*Excerpts from a point labeling dataset*
::::
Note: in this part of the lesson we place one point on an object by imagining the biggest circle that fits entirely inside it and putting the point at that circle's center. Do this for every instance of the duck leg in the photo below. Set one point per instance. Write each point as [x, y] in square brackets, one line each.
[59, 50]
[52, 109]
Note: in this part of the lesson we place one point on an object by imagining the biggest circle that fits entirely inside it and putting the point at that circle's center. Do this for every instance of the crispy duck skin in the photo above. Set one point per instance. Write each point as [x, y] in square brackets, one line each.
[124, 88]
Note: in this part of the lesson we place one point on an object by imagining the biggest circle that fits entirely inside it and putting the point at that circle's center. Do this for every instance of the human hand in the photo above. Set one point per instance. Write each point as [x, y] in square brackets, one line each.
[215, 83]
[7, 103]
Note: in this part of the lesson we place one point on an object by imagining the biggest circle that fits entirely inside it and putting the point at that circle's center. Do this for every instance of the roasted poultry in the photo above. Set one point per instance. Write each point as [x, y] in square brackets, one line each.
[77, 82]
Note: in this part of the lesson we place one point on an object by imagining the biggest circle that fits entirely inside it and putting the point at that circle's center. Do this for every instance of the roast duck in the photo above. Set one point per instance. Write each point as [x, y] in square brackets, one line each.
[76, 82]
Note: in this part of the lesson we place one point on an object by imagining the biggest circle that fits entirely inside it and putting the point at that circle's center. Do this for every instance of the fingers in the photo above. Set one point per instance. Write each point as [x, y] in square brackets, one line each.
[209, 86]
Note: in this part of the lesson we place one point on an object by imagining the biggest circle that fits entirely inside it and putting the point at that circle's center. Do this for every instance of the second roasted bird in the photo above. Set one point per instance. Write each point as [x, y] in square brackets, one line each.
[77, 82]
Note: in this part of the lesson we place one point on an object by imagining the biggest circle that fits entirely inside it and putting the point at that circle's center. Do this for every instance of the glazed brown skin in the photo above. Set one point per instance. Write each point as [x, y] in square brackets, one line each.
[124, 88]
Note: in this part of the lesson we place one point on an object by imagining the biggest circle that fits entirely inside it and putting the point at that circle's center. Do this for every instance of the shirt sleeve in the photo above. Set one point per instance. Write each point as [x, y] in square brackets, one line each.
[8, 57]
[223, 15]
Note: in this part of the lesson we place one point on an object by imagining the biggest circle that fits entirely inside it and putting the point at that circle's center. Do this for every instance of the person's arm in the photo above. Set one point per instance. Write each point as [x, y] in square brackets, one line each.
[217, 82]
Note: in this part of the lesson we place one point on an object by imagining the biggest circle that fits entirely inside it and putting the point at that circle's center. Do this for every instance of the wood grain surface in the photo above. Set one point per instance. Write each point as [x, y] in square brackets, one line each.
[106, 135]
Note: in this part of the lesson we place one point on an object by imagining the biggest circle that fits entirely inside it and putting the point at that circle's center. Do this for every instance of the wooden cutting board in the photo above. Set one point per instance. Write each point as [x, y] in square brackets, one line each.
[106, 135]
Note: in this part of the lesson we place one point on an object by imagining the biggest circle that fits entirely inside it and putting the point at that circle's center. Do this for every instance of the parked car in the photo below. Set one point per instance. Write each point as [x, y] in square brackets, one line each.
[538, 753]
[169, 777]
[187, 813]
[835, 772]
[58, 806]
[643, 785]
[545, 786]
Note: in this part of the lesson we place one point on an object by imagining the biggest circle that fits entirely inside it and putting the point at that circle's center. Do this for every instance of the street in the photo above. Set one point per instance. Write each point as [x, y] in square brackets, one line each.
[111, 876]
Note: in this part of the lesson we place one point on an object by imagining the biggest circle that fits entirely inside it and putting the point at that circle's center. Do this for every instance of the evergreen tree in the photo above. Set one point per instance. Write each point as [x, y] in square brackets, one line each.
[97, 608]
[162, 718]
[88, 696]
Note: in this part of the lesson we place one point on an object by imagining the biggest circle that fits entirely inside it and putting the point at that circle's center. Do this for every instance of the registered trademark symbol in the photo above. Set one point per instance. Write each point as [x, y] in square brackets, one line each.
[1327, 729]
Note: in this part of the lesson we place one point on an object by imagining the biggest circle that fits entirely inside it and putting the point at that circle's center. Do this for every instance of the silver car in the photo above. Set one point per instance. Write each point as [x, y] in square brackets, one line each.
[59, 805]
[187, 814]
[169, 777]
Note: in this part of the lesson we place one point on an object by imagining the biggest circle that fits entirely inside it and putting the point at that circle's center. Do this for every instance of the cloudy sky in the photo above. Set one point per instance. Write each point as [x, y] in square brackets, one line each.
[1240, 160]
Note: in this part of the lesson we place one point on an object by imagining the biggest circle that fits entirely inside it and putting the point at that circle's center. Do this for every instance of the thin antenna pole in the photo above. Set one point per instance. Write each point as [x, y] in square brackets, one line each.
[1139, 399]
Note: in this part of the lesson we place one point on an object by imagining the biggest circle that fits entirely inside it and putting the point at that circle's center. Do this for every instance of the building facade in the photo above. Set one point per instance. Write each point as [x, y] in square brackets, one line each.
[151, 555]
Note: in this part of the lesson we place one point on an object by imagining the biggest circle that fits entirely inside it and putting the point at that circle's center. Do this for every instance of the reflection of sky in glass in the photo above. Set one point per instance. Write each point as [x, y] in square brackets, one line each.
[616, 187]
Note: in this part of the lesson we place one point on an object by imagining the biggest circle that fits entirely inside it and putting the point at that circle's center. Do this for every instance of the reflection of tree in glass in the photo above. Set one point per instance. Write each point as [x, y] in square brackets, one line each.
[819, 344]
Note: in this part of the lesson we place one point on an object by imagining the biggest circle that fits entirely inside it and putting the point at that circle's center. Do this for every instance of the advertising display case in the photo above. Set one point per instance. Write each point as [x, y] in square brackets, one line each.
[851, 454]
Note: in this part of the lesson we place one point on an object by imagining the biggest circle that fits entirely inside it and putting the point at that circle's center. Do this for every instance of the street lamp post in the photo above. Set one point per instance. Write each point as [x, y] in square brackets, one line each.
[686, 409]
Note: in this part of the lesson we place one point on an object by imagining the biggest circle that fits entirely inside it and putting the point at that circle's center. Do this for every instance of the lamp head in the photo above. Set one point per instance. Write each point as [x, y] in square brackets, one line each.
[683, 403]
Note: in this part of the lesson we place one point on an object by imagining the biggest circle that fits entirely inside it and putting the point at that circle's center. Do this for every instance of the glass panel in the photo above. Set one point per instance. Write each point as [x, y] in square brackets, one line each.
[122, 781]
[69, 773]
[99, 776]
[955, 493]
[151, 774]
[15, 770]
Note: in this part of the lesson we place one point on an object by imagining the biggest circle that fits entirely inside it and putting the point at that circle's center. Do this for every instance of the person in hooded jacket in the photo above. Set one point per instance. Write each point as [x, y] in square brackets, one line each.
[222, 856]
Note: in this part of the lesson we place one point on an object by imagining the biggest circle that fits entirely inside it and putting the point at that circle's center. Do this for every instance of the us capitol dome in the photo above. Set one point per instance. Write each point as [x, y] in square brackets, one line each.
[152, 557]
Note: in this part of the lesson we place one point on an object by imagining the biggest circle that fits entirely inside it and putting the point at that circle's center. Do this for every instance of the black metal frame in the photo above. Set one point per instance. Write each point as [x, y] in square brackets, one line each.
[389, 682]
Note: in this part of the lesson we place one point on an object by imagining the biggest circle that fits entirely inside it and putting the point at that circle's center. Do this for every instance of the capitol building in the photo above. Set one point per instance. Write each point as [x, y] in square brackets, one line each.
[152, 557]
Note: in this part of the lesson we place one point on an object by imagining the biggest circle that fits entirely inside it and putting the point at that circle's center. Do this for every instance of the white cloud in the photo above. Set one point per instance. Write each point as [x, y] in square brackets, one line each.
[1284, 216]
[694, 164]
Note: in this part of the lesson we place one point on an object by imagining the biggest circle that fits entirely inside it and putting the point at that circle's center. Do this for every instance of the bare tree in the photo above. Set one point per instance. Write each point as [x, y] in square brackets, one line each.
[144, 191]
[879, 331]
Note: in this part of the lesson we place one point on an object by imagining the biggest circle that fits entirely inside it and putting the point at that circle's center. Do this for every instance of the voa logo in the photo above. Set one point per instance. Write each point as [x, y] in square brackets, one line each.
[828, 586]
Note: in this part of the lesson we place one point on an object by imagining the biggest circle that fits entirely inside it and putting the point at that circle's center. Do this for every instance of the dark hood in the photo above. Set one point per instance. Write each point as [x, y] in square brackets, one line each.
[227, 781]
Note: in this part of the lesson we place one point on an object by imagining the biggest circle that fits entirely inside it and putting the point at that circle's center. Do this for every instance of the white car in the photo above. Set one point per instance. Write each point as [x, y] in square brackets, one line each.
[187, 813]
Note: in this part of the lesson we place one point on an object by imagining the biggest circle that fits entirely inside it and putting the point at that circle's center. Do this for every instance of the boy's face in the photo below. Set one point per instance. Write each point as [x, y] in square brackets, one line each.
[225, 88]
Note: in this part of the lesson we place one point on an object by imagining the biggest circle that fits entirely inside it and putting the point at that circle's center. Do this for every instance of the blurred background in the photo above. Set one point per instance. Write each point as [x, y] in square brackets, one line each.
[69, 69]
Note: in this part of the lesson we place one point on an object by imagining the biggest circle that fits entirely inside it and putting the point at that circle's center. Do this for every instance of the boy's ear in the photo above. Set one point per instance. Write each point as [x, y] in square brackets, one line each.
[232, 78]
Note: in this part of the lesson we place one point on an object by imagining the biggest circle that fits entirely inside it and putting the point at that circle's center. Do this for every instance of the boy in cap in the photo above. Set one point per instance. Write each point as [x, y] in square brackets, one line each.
::::
*Set task*
Return every line of the records that contains the word "roasted".

*Problem solution*
Note: in this part of the lesson we place one point on an object by imagining the biggest circle that fits entirely inside it and putting the point at that circle's center. Do this for every instance of the roasted poultry in the photo above. Set one point per instance. Write each point as [x, y] in square brackets, one line each.
Note: in this part of the lesson we place one point on an object by imagining the biggest circle that fits entirely inside it and putting the point at that circle's center. Do this for every instance of the second roasted bird in the photo above. Set one point per instance. Write each point as [x, y] in square brackets, one line each.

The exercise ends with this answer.